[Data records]

▬▬▬

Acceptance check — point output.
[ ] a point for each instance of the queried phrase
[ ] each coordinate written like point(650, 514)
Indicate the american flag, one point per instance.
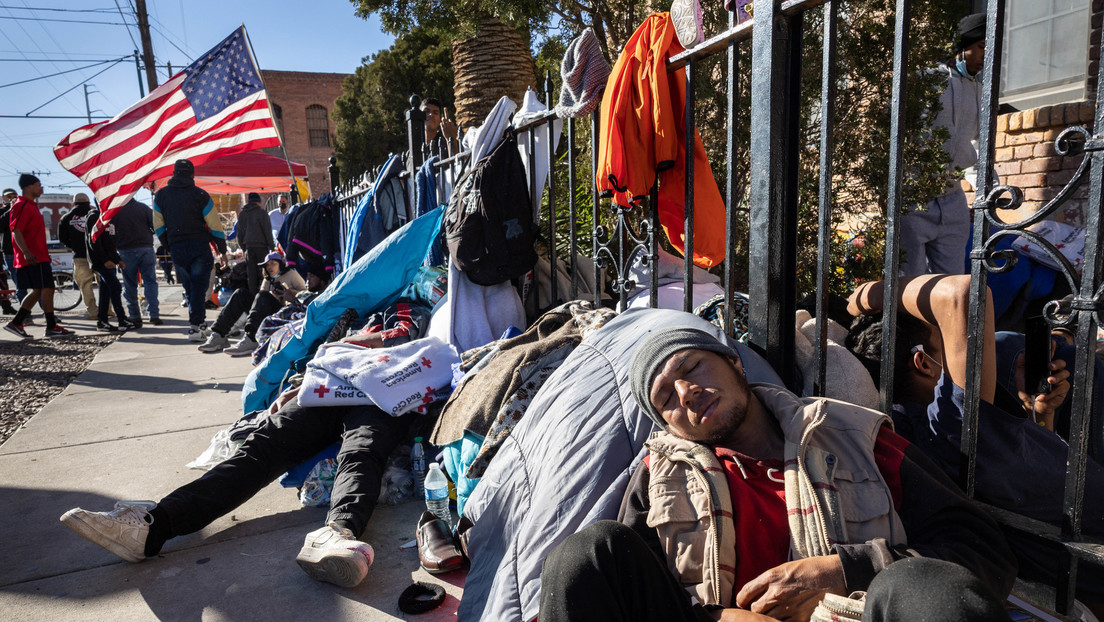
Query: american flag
point(214, 107)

▬▬▬

• Work instruction:
The entries above should be written out in full, and any picture in them left out.

• The answer:
Acceptance check — point output.
[ ] a point for each instance of the queried phrase
[ ] each coordinate written like point(650, 514)
Indicate the american flag, one point per instance.
Query: american flag
point(214, 107)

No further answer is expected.